- Text passage:
Sewing a quality product depends on asking lots of questionsSeptember 28th, 2017 / By: IFAI / Category: Expo News
Getting a contract sewing job is great, but making sure a customer’s needs align with one’s business capabilities is a key consideration. “Company fit” is all important, according to Chad Miller, director of contracting at American National Manufacturing.
American National Manufacturing was started by Miller’s father in the 1970s. What began as a water bed business evolved into a massive contract sewing business that makes products used in numerous industries, including medical, consumer, safety, aviation, education and environmental services.
Miller’s presentation September 28 at IFAI Expo 2017, “Navigating the First Contract Sewing Conversation,” highlighted the numerous questions that need to be answered before agreeing to make a customer’s product. Some basic questions of fit include:
- Do I have the right equipment and talent to produce the product?
- Do I have the time to produce the product?
- What is the customer’s timeline?
- Are the materials available in the time frame?
- Do I have knowledge of the industry served by the product?
- Do I have space to do produce the product?
- Does the customer have the capital to pay for the product?
- What supply chain issues might be encountered?
Miller uses a Project Input Sheet to standardize his early discussions with potential customers who seek his contract sewing services. This document helps him discover what industry the product will be used in, an especially important factor since there may be safety standards to take into consideration.
It’s important to clearly understand who the customer is: government, an online business, a wholesaler, a distributor, a large corporation or someone who invented a product in his or her garage. And don’t forget to find out what price point that customer plans to set on the product.
The end user of that product is a whole other consideration, whether it’s an animal, a child, a firefighter or a hotel. Miller wants to understand what kind of use the product will have, design requirements, test requirements, duty cycle, and requirements for labeling, safety and packaging.
“Quality is critical. Demonstrate it,” says Miller.

- What you should do:
Sum up the article on contract sewing in two sentences. The records come from a different source than the article.

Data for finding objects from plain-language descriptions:
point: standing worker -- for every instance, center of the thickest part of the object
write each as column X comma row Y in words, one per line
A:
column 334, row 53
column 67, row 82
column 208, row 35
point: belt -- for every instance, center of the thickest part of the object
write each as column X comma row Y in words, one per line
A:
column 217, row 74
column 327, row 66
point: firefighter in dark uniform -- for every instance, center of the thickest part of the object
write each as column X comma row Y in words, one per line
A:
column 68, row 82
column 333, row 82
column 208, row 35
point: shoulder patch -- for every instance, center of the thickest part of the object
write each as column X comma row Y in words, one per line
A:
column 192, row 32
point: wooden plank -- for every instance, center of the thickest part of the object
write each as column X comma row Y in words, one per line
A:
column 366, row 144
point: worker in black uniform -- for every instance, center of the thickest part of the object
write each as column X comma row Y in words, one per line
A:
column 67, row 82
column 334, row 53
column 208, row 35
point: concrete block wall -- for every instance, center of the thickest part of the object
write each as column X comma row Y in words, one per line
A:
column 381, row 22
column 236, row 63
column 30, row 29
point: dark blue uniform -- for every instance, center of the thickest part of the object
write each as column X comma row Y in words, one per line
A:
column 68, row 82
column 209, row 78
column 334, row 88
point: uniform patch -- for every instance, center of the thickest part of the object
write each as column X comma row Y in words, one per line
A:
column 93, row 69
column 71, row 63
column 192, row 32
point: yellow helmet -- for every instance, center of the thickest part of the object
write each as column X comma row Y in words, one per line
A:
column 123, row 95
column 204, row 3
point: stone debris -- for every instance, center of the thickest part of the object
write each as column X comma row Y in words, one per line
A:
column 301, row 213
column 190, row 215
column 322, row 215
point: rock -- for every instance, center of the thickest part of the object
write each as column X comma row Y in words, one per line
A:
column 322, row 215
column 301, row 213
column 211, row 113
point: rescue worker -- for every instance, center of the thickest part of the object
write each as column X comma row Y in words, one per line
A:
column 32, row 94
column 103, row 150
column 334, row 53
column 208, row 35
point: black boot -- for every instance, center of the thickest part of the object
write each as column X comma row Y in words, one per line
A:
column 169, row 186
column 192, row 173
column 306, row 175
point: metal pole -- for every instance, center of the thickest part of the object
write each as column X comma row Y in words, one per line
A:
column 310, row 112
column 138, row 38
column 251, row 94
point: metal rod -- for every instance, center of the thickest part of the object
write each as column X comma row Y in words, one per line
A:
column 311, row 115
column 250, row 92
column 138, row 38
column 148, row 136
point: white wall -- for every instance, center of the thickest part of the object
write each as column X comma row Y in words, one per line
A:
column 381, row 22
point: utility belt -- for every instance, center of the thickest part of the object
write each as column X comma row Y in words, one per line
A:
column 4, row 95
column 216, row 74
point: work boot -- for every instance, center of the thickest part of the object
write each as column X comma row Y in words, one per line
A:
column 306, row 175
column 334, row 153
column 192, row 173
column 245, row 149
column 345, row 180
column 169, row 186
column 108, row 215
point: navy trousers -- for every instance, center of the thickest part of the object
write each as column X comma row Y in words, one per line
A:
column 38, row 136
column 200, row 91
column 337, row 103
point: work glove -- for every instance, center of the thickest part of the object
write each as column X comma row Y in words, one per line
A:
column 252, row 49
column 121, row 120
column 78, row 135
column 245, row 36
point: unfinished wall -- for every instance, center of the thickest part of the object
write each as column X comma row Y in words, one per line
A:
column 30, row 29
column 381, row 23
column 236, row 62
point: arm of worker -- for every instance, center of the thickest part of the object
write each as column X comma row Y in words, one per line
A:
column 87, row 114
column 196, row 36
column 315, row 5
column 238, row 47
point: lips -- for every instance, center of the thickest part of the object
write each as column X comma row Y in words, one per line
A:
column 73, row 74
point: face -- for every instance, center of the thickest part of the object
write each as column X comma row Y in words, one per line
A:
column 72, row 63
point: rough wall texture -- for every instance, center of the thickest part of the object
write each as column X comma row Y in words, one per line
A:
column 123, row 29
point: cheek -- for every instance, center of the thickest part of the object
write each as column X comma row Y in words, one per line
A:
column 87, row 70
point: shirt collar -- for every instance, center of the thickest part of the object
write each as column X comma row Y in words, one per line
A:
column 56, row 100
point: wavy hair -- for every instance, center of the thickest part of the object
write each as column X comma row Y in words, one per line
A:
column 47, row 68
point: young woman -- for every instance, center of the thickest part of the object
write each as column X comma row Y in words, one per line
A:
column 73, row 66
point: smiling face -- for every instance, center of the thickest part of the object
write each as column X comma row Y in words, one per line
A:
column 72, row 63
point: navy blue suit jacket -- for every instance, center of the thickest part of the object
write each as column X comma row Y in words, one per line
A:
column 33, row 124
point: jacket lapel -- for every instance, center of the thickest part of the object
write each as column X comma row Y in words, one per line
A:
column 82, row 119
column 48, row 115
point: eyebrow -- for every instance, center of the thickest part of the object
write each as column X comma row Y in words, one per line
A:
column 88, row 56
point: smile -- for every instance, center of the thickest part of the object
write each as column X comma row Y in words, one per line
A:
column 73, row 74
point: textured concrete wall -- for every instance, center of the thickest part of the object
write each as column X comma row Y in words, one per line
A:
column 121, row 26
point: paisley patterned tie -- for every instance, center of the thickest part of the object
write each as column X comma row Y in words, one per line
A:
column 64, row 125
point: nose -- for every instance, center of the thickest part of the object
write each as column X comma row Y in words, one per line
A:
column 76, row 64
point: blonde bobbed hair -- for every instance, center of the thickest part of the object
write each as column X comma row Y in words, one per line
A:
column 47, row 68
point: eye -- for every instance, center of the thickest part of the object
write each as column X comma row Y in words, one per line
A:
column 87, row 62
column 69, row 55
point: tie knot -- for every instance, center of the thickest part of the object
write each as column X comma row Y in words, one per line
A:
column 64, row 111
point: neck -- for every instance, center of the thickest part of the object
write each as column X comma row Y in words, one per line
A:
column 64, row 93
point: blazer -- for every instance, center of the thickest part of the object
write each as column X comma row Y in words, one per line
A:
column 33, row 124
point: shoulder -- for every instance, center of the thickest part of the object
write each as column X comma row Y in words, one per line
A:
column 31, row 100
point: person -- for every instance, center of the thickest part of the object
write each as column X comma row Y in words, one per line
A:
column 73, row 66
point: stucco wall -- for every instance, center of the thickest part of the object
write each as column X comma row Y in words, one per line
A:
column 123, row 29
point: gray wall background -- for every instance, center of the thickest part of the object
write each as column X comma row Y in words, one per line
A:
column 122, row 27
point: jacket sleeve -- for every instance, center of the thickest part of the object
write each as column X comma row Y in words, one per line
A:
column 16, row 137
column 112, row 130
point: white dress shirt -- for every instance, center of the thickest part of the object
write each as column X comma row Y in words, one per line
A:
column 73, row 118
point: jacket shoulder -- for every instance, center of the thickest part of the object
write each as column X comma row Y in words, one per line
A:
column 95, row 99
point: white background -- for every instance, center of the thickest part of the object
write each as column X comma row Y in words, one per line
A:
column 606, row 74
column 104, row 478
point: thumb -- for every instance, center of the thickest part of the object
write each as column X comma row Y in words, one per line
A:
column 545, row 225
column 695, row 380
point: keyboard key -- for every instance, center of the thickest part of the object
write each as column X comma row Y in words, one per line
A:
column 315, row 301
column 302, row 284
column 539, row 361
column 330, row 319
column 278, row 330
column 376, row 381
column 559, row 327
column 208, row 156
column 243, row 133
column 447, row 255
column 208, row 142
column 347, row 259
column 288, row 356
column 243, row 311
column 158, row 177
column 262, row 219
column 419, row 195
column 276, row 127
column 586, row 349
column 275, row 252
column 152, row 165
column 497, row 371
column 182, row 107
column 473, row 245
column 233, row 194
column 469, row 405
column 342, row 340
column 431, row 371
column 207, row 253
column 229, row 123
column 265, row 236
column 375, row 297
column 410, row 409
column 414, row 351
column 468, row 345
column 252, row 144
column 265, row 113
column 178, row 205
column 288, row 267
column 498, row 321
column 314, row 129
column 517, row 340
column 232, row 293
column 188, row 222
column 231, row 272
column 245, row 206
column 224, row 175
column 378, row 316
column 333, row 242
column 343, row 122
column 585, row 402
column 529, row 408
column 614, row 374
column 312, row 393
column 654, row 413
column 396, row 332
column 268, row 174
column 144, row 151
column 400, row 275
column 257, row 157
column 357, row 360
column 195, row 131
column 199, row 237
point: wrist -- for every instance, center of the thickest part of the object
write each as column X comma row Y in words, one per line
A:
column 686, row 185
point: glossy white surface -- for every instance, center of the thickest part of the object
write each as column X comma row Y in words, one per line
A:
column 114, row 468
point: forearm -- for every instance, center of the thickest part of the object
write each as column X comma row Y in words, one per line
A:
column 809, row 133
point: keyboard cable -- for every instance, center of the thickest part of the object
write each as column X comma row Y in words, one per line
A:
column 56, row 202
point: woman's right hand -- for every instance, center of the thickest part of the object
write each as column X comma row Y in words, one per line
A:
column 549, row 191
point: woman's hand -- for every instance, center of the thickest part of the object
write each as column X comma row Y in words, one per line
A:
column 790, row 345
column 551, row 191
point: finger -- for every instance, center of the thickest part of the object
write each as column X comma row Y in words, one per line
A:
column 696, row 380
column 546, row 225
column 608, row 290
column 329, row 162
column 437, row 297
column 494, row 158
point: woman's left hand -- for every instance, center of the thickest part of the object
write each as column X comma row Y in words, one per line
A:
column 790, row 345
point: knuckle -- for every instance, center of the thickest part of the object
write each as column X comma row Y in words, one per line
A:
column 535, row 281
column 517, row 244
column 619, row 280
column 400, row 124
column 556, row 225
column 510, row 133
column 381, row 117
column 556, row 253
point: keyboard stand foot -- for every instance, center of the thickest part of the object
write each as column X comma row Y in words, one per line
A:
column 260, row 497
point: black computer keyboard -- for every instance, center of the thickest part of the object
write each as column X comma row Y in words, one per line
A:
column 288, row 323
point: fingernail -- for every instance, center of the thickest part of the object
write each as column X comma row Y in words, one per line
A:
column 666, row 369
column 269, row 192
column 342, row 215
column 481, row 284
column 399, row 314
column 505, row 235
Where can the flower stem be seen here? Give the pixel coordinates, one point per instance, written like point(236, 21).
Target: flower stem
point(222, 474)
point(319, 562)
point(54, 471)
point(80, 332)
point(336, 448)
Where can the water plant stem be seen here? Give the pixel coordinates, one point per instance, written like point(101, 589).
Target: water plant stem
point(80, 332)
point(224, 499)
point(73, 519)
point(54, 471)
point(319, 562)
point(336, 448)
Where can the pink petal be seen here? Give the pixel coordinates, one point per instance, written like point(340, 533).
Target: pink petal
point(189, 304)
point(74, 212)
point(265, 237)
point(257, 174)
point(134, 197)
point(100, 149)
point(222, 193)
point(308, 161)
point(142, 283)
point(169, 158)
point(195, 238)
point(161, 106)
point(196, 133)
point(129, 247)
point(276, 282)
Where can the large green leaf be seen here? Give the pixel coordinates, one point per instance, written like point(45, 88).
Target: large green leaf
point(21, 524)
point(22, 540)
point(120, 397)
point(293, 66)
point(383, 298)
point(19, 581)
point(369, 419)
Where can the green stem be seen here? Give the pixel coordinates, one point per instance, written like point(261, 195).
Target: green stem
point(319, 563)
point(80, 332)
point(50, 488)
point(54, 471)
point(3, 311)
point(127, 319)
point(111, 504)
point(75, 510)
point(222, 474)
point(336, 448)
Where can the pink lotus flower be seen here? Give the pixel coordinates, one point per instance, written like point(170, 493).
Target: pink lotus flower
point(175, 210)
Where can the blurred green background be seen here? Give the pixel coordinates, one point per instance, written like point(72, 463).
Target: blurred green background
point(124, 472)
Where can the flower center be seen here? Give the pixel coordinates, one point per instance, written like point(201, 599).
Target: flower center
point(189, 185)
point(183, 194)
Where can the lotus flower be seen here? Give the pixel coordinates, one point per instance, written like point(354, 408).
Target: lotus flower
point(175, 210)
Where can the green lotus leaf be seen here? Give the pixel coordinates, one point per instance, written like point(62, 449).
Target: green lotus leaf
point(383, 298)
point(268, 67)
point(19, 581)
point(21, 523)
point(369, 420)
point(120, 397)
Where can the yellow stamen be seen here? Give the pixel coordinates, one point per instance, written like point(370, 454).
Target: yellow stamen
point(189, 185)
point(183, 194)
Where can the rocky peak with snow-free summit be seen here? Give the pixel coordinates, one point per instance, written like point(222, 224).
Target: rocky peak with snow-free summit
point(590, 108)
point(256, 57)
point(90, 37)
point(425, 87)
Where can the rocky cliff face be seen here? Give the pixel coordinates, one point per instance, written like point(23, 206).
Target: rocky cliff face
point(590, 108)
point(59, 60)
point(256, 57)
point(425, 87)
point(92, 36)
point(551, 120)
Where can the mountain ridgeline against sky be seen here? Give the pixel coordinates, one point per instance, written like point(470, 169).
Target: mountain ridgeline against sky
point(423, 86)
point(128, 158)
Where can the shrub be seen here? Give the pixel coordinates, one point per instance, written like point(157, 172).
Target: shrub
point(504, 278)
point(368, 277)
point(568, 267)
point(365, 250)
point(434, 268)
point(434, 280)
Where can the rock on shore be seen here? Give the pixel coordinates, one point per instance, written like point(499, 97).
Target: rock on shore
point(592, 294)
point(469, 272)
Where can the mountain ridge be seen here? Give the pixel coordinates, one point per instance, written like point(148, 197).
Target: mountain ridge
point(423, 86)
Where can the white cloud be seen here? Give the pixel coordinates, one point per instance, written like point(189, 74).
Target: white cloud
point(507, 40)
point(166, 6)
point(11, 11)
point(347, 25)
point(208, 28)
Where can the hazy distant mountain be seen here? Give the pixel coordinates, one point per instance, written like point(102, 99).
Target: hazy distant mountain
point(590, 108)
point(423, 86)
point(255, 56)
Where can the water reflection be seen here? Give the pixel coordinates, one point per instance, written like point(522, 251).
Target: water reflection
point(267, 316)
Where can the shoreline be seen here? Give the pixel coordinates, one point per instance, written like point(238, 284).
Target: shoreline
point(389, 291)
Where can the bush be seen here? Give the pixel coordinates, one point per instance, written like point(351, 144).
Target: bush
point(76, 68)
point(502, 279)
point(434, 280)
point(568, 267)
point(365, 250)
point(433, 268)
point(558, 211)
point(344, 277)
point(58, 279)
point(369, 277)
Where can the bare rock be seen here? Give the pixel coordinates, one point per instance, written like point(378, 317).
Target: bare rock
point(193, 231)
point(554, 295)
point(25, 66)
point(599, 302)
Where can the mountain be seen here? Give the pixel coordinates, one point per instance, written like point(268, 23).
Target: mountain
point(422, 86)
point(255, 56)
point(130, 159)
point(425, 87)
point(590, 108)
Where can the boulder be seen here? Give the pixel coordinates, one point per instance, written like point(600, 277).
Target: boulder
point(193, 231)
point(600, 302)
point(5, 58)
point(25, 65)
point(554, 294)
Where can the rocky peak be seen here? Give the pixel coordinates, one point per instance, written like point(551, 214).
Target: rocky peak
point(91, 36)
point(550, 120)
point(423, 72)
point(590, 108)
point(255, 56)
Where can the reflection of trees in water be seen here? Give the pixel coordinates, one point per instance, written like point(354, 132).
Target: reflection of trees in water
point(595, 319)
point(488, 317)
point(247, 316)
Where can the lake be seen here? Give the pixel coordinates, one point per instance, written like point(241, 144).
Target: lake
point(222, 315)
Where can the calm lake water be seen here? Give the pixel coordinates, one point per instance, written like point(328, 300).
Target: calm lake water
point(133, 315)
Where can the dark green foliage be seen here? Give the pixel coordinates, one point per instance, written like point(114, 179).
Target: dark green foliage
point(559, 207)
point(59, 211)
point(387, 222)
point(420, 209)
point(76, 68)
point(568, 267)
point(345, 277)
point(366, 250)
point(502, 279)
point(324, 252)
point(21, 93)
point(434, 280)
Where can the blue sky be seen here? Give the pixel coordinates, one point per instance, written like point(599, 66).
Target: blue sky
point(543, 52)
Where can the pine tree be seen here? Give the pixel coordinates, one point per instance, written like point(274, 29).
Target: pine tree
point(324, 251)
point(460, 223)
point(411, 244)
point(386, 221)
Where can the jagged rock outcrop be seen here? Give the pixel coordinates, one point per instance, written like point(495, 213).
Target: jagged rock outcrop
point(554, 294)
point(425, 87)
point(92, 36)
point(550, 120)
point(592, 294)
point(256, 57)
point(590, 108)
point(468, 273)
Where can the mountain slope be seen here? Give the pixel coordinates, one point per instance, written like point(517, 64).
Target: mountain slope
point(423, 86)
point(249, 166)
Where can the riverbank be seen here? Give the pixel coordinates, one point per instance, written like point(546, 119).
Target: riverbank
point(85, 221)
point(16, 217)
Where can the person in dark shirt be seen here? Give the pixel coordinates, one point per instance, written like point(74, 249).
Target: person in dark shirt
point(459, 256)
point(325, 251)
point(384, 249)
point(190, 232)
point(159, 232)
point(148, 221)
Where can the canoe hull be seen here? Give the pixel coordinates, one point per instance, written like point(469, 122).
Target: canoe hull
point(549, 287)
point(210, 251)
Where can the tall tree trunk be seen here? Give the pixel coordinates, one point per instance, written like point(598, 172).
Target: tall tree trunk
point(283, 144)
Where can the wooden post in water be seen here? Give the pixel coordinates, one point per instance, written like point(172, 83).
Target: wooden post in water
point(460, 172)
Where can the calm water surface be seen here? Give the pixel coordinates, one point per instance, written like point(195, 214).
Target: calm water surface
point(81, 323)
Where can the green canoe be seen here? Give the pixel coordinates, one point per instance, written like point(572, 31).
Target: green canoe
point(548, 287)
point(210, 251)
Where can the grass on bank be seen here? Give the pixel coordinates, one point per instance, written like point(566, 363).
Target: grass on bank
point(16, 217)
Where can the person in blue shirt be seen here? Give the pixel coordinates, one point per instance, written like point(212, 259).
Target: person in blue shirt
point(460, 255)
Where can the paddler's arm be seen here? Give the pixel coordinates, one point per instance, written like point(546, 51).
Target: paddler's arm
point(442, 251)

- Solved exercise:
At IFAI Expo 2017, Chad Miller, director of contracting at American National Manufacturing, said a contract sewing business must ask many questions before agreeing to make a customer's product, such as whether it has the right equipment, talent, time and space. He uses a Project Input Sheet to learn about the product's industry, the customer, the end user and requirements like testing, labeling, safety and packaging, and he says quality is critical.